• **Arbeitsauftrag**
Führe die Besprechung des Albums „Songs“ von Deptford Goth im Anschluss an ihren letzten Satz fort.

• **Textauszug**
------------------------

Die Tage werden wieder kürzer und kälter und das Bedürfnis, sich zuhause zu verkriechen, wächst proportional zur schwindenden Sonnenstundenzahl. „Songs“, zweites Album von Deptford Goth, ist ein idealer Begleiter für Cocooning-Anwandlungen: Den lapidaren Titel darf man als typisch britisches Understatement verstehen, die elf Tracks – oder Songs oder beides zusammen – verbinden in elegant-schlichter Form Elektronik mit Singer-/Songwriterklängen. Synthesizer, Piano und Gitarren verschmelzen zu einem sanften, melancholischen Sound, der an James Blake oder Perfume Genius erinnert, jedoch weder die verschachtelten Beats des einen, noch den dramatischen Gestus des anderen aufweist.
Nach seinem von Kritik und Fans sehr wohlwollend aufgenommenen Debüt „Life After Defo“ von 2012 hat Daniel Woolhouse a.k.a. Deptford Goth (der weder Gothic ist, noch aus Deptford stammt: er arbeitete in diesem Städtchen als Lehrer, „Goth“ schien ihm einfach passend) zu seinem ganz eigenen Stil gefunden. Und der ist zwar zurückhaltend und leise, aber unverwechselbar. Was nicht zuletzt an Woolhouses heller Stimme liegt, die sich ihren Weg aus seinem eindrucksvollen Bart bahnt und der er auf „Songs“ mehr vertraut als auf seinem Erstling. Und auch an der trotz aller Bescheidenheit im Ausdruck unüberhörbaren, grundsätzlich positiven Haltung, die wiederum darin begründet sein mag, dass Deptford Goth unlängst geheiratet hat, in einem Häuschen mit Meerblick wohnt und offensichtlich ein sehr zufriedener Mensch ist (glücklich wäre jetzt wiederum ein zu heftiges Wort).

------------------------

Aus einer Sammlung entnommene Daten:

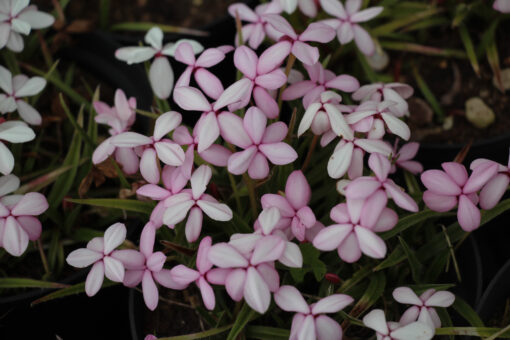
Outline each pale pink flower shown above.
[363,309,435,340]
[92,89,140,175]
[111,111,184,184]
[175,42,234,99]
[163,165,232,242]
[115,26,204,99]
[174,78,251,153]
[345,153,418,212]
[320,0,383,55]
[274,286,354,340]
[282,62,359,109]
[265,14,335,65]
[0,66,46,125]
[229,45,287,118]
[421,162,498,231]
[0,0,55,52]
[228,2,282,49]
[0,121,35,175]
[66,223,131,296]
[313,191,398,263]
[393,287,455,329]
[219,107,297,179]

------------------------

• **Lösung**
Das vorab veröffentlichte „The Lovers“ und „Two Hearts“ verbreiten eine lebensbejahende, regelrecht soulige Stimmung, die allerdings nicht zum emotionalen Überschwang in Richtung R’n’B neigt: Woolhouses bereits erwähnte britische Zurückhaltung würde das nicht zulassen. Vielmehr schafft Deptford Goth eine tröstliche, wärmende Umgebung, in der man sich sofort zuhause fühlt.
Die Texte sind intim, bieten aber keine entblößende Nabelschau. Deptford Goth will umarmen, nicht gleich ins Bett ziehen – und bei „The Loop“ vielleicht sogar ein ganz kleines Bisschen tanzen. Das hymnisch angelegte „The Circle“ sollte man dagegen hören, wenn dunkle Wolken den eigenen Horizont verdüstern: dieses Lied kann Leben retten, zumindest aber (kitschfrei) daran erinnern, dass auf Regen irgendwann auch wieder Sonne folgt.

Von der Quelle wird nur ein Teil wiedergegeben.